However, studies that capture the rhythm patterns of traditional Japanese music theoretically, through empirical analysis, have not been conducted. At present, not only rhythm studies but also studies that capture the melodic characteristics have not been performed either; therefore, it is unclear how the characteristics of Japanese music propagate and transform.
In this research, in order to empirically capture the rhythm patterns hidden in traditional Japanese music, we focused on folk songs (having the most primitive characteristics of Japanese music) and analyzed the rhythm of the Japanese drums. This study aimed to compare the rhythm patterns of Japanese drums in the folk music of East Japan quantitatively and to clarify the rhythmic features of each region.

▸ DATA TO EXAMINE
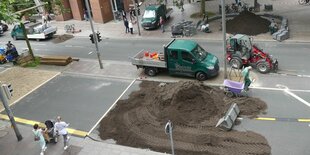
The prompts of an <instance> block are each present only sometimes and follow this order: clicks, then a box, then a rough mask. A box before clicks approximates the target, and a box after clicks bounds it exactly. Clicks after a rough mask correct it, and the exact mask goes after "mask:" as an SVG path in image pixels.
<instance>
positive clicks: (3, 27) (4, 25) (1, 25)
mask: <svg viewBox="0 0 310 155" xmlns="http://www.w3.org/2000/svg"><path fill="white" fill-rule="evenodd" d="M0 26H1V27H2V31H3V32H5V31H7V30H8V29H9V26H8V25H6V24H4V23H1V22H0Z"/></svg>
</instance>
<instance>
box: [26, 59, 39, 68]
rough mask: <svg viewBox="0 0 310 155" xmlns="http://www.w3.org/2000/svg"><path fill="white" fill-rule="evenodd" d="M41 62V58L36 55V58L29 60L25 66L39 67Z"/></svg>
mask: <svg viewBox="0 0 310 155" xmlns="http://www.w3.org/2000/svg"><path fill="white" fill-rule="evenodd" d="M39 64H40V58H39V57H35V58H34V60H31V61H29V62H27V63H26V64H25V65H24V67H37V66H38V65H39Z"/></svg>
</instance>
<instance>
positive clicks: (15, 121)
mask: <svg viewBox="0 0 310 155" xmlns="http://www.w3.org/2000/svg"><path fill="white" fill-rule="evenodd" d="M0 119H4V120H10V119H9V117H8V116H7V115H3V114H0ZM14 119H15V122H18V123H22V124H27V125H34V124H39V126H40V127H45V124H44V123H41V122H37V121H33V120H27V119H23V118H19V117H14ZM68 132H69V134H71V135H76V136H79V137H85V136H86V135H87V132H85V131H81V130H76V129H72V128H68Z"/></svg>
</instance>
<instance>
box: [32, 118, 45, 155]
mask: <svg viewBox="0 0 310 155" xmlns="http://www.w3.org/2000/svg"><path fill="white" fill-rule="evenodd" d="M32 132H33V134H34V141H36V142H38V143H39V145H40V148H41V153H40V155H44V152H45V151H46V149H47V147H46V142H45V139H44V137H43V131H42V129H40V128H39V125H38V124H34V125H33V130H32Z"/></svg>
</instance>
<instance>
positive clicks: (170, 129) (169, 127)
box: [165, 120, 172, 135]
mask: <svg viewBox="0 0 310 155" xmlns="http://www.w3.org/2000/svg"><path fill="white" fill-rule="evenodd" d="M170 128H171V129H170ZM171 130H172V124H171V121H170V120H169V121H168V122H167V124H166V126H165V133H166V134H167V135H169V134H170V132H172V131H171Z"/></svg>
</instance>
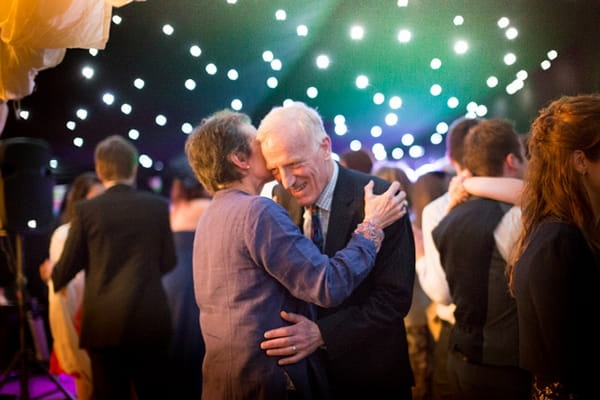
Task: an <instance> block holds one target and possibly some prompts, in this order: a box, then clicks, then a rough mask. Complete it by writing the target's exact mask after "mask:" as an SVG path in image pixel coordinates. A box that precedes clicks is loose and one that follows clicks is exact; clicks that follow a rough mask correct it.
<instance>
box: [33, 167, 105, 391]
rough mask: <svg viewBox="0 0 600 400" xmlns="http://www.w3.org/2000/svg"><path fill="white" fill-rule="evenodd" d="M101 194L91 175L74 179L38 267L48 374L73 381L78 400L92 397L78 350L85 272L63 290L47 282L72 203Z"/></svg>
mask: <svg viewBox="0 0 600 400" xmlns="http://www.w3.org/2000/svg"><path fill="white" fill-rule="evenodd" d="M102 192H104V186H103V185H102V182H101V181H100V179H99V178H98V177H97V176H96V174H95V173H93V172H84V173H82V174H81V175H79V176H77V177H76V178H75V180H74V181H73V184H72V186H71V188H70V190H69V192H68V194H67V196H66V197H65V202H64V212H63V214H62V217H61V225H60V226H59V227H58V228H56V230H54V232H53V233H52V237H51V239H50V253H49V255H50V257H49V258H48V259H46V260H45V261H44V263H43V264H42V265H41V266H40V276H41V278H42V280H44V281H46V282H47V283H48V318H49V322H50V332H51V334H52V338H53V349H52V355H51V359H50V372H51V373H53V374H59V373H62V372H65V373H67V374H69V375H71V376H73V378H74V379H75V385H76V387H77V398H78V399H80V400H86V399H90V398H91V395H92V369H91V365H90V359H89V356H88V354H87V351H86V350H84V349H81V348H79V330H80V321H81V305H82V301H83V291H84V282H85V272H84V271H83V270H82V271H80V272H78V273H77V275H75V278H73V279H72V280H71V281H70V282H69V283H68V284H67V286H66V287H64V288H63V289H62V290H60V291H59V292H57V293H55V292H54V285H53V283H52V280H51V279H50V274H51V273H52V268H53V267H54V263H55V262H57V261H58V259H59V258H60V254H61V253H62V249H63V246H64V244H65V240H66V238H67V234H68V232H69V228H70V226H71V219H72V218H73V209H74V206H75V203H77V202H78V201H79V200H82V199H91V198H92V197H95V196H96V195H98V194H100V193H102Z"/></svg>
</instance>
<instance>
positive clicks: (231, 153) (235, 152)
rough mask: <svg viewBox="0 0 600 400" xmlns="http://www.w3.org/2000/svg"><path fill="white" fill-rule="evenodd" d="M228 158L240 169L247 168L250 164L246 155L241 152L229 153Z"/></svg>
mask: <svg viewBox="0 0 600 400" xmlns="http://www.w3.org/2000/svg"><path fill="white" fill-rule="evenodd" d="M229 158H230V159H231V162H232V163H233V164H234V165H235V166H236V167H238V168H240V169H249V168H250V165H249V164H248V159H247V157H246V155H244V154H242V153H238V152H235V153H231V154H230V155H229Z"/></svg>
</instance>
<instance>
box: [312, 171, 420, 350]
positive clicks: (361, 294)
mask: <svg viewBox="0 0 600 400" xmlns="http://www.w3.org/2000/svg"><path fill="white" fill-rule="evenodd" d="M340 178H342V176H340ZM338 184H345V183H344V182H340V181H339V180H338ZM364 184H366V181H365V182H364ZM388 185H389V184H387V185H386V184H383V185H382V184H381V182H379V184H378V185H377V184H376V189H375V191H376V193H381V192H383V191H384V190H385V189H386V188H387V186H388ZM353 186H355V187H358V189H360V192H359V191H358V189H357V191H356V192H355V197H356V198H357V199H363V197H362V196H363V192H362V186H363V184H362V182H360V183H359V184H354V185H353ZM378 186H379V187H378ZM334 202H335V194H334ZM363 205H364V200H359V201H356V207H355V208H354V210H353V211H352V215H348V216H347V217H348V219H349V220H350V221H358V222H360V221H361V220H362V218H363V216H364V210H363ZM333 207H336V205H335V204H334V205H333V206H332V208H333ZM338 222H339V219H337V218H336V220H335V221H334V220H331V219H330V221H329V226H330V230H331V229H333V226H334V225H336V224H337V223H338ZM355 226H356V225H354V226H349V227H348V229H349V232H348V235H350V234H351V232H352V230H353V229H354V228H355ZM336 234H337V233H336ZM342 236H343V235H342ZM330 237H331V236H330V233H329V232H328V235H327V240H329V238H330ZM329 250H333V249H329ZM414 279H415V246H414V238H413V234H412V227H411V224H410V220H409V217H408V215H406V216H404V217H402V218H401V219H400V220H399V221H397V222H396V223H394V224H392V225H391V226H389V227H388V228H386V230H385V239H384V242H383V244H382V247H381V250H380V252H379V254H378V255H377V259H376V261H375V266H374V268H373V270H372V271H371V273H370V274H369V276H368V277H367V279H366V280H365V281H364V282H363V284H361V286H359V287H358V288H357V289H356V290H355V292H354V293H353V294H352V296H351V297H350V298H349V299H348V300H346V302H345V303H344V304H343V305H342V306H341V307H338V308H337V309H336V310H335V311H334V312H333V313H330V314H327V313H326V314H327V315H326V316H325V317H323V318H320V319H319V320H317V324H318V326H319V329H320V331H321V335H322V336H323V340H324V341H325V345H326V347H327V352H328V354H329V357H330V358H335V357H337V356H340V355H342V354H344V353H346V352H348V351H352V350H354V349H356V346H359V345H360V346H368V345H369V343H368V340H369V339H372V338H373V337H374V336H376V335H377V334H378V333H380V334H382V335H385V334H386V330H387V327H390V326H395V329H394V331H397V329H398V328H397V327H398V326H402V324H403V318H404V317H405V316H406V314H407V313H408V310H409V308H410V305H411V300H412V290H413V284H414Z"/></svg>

▸ TASK ITEM
Continue the passage on rhythm patterns of Japanese drums in East Japanese folk songs, starting right after its last sentence.

▸ ANSWER BOX
Overview of the data
We analyzed 589 songs using Japanese drums from the East Japan folk songs published in “
Nihon Min’yo Taikan” (
Anthology of Japanese folk songs) (see Fig.1). Specifically, we selected all songs using one of the following:
oh-daiko (big drum),
ko-daiko (small drum),
koshi-daiko (waist drum),
daibyoshi (wooden clapper), and
taru (barrel).

Fig.1: Map of East Japan and number of songs used from each region

We converted all 589 songs into MusicXML format and created a music corpus. Musical notes and rests of the drum parts were extracted from each XML data and were replaced with a symbol string. Then, N-gram analysis was executed on this symbol string, and frequent fixed-length patterns were counted. Additionally, by creating co-occurrence networks between notes and conducting network analysis, we clarified the connection of elements constituting rhythm patterns in each region. By comparing the above analysis results with the findings of Koizumi, we clarified the characteristics of Japanese drum patterns in the folk songs of East Japan, which have been passed down over generations.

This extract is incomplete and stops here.